» **KUTIPAN BERITA**
* * *

Hantu Gunung hingga Sumpah Pocong di Sidang Fredrich Yunadi

Fredrich Yunadi tak terima dijadikan tersangka perkara merintangi proses hukum kasus e-KTP oleh penyidik Komisi Pemberantasan Korupsi (KPK).

oleh Fachrur Rozie diperbarui 28 Jun 2018, 13:04 WIB
Diterbitkan 28 Jun 2018, 13:04 WIB
Mantan Penasehat Hukum Setya Novanto Dituntut 12 Tahun
Terdakwa perkara merintangi penyidikan KPK pada kasus korupsi e-KTP, Fredrich Yunadi saat mengikuti sidang lanjutan di Pengadilan Tipikor, Jakarta, Kamis (31/5). Sidang mendengar tuntutan JPU KPK. (Liputan6.com/Helmi Fithriansyah)

Liputan6.com, Jakarta - Fredrich Yunadi tak terima dijadikan tersangka perkara merintangi proses hukum kasus e-KTP oleh penyidik Komisi Pemberantasan Korupsi (KPK). Dia tetap bersikukuh, sebagai pengacara, KPK tak bisa dijeratnya.

* * *

» **DATA MASUKAN**
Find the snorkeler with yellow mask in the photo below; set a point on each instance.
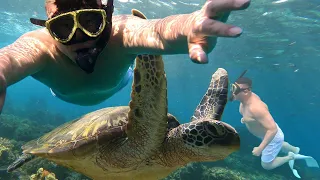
(260, 123)
(83, 53)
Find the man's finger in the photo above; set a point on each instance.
(2, 98)
(211, 27)
(212, 7)
(197, 54)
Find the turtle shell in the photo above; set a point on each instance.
(107, 123)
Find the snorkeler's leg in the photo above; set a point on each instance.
(278, 161)
(286, 147)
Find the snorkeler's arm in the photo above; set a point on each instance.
(263, 116)
(23, 57)
(195, 33)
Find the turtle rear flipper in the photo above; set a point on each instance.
(213, 102)
(22, 159)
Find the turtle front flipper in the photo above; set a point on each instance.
(24, 158)
(213, 102)
(148, 106)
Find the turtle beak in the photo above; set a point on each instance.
(233, 138)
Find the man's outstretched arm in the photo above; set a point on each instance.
(18, 60)
(193, 33)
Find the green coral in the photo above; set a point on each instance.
(7, 152)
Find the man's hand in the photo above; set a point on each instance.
(3, 92)
(208, 25)
(257, 151)
(246, 119)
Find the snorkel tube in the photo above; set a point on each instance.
(231, 98)
(86, 58)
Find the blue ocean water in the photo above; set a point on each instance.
(279, 47)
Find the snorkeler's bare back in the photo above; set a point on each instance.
(253, 126)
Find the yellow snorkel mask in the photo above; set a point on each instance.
(63, 27)
(94, 23)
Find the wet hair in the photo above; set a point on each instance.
(71, 5)
(244, 80)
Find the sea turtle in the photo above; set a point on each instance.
(142, 140)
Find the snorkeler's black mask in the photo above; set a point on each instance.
(90, 23)
(86, 58)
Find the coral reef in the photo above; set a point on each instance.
(7, 151)
(43, 174)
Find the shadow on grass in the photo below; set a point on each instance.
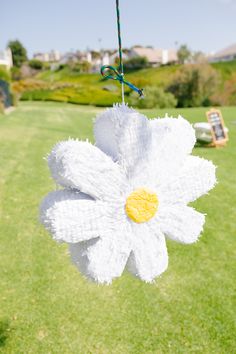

* * *

» **DAFTAR SOAL**
a: Kutip kembali seluruh baris data tanpa perubahan apa pun, tetapi jangan sertakan gambarnya.
b: Tuliskan lanjutan berita tentang sidang Fredrich Yunadi setelah kalimat terakhirnya.
Berita tentang sidang Fredrich Yunadi tidak memiliki kaitan apa pun dengan baris-baris data.

» **JAWABAN**
a:
Find the snorkeler with yellow mask in the photo below; set a point on each instance.
(260, 123)
(83, 53)
Find the man's finger in the photo above; set a point on each instance.
(2, 98)
(211, 27)
(212, 7)
(197, 54)
Find the turtle shell in the photo above; set a point on each instance.
(107, 123)
Find the snorkeler's leg in the photo above; set a point on each instance.
(278, 161)
(286, 147)
Find the snorkeler's arm in the photo above; set a point on each instance.
(263, 116)
(23, 57)
(195, 33)
Find the turtle rear flipper in the photo above; set a point on each instance.
(213, 102)
(22, 159)
Find the turtle front flipper in the photo above; set a point on each instance.
(24, 158)
(213, 102)
(148, 106)
Find the turtle beak in the photo above; set a point on each instance.
(233, 138)
Find the man's outstretched arm in the photo above; set a point on each instance.
(18, 60)
(193, 33)
Find the green coral in the photo above; set a point on each instance.
(7, 152)
Find the man's hand in the photo above; set a point on each instance.
(3, 92)
(208, 25)
(257, 151)
(246, 119)
Find the snorkel tube in the photo above; set a point on each instance.
(231, 98)
(86, 58)
Find the blue ocean water in the photo above; set a point on each instance.
(279, 47)
Find the snorkeler's bare back in the photo above; set a point on each instance.
(253, 126)
Find the yellow snorkel mask in the photo above; set a point on each instance.
(63, 27)
(94, 23)
Find the wet hair in the photo above; set a point on each instance.
(71, 5)
(244, 80)
Find the sea turtle in the photo above; set a point on each instance.
(142, 140)
Find the snorkeler's black mask in the photo above; set a point on each instance.
(90, 23)
(86, 58)
Find the coral reef in the photo above; set a point on each instance.
(7, 151)
(43, 174)
Find the shadow on grass in the photo below; set a point on each instance.

b:
Selain itu, lanjut dia, yang berhak memperkarakannya dalam hal ini adalah penegak hukum lainnya seperti kepolisian. Sebab, dia diduga merintangi proses hukum, bukan melakukan tindak pidana korupsi.

Lantaran hal tersebut, Fredrich berlaku semaunya ketika berkas perkara tersebut dilimpahkan ke Pengadilan Tipikor, Jakarta Pusat. Fredrich awalnya tak mau datang saat pembacaan dakwaan.

Namun, dia berubah pikiran dengan menyatakan akan diam seribu bahasa. Dalam aksi diam Fredrich, jaksa tetap membacakan dakwaan. Alhasil, Fredrich yang tengah mengajukan praperadilan di PN Jakarta Selatan harus menjadi terdakwa merintangi proses hukum kasus e-KTP.

Bahkan Fredrich dituntut maksimal, yakni 12 tahun penjara. Jaksa menyebut tak ada hal yang meringankan untuk Fredrich. Sebab, dari awal persidangan hingga akhir Fredrich kerap marah-marah dan melakukan aksi-aksi aneh dalam persidangan.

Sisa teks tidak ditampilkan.